▶ Prompt
Transcribe each entry in full, and leave the images out.

▶ Data section
# # # # # # #
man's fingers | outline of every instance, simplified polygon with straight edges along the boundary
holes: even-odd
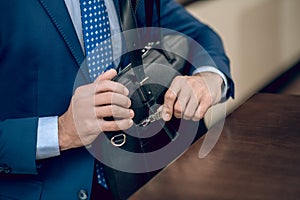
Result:
[[[121,83],[113,82],[110,80],[103,80],[97,82],[96,84],[97,85],[96,85],[95,93],[115,92],[115,93],[123,94],[125,96],[129,94],[129,90]]]
[[[117,71],[115,69],[110,69],[105,73],[99,75],[98,78],[94,81],[94,83],[96,84],[96,93],[112,91],[127,96],[129,94],[129,91],[124,85],[111,81],[111,79],[116,75]]]
[[[199,106],[199,101],[195,96],[192,96],[186,106],[186,109],[183,114],[183,119],[191,120],[194,117],[194,114]]]
[[[177,95],[172,91],[168,90],[165,94],[164,105],[162,109],[162,118],[165,121],[169,121],[173,115],[173,107],[175,101],[177,99]]]
[[[164,97],[164,106],[162,110],[162,118],[165,121],[169,121],[173,115],[174,112],[174,105],[177,100],[177,96],[180,92],[180,89],[182,87],[181,84],[184,84],[185,77],[183,76],[177,76],[168,91],[165,94]]]
[[[131,106],[131,101],[127,96],[114,92],[98,93],[95,96],[95,105],[118,105],[124,108]]]
[[[189,85],[181,86],[180,93],[177,95],[177,101],[174,105],[174,116],[177,118],[183,117],[183,114],[186,110],[186,106],[192,98],[193,91]]]
[[[133,125],[132,119],[105,121],[101,119],[102,131],[119,131],[129,129]]]
[[[117,75],[117,71],[115,69],[110,69],[103,74],[99,75],[98,78],[94,82],[99,82],[103,80],[111,80]]]
[[[122,108],[116,105],[107,105],[96,107],[96,116],[98,118],[115,117],[123,119],[132,119],[134,112],[131,109]]]
[[[205,113],[207,112],[208,108],[209,108],[209,104],[207,102],[201,101],[201,103],[198,105],[198,108],[197,108],[192,120],[193,121],[201,120],[204,117]]]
# # # # # # #
▶ Exercise response
man's fingers | outline of every instance, simplified polygon with straight edges along the boundary
holes: even-odd
Result:
[[[121,83],[113,82],[110,80],[103,80],[97,82],[96,84],[97,85],[96,85],[95,93],[115,92],[115,93],[123,94],[125,96],[129,94],[129,90]]]
[[[117,71],[115,69],[110,69],[105,73],[99,75],[98,78],[94,81],[94,83],[96,84],[96,93],[112,91],[127,96],[129,94],[129,91],[124,85],[111,81],[111,79],[116,75]]]
[[[199,106],[199,101],[195,96],[192,96],[186,106],[186,109],[183,114],[183,119],[191,120],[194,117],[194,114]]]
[[[177,95],[172,91],[168,90],[165,94],[164,105],[162,109],[162,118],[165,121],[169,121],[173,115],[173,107],[175,101],[177,99]]]
[[[164,97],[164,106],[162,110],[162,118],[165,121],[169,121],[173,115],[174,112],[174,105],[177,100],[177,96],[180,92],[180,89],[182,87],[181,84],[184,84],[185,77],[183,76],[177,76],[168,91],[165,94]]]
[[[131,106],[131,101],[127,96],[114,92],[98,93],[95,96],[95,105],[118,105],[124,108]]]
[[[189,85],[181,86],[180,93],[177,95],[177,101],[174,105],[174,116],[177,118],[183,117],[183,114],[186,110],[186,106],[192,98],[193,91]]]
[[[133,125],[132,119],[105,121],[101,119],[102,131],[119,131],[129,129]]]
[[[117,75],[117,71],[115,69],[110,69],[103,74],[99,75],[98,78],[94,82],[99,82],[103,80],[111,80]]]
[[[122,108],[116,105],[107,105],[96,107],[96,116],[98,118],[115,117],[123,119],[132,119],[134,112],[131,109]]]
[[[205,113],[207,112],[208,108],[209,108],[209,104],[207,102],[201,101],[201,103],[198,105],[198,108],[197,108],[192,120],[193,121],[201,120],[204,117]]]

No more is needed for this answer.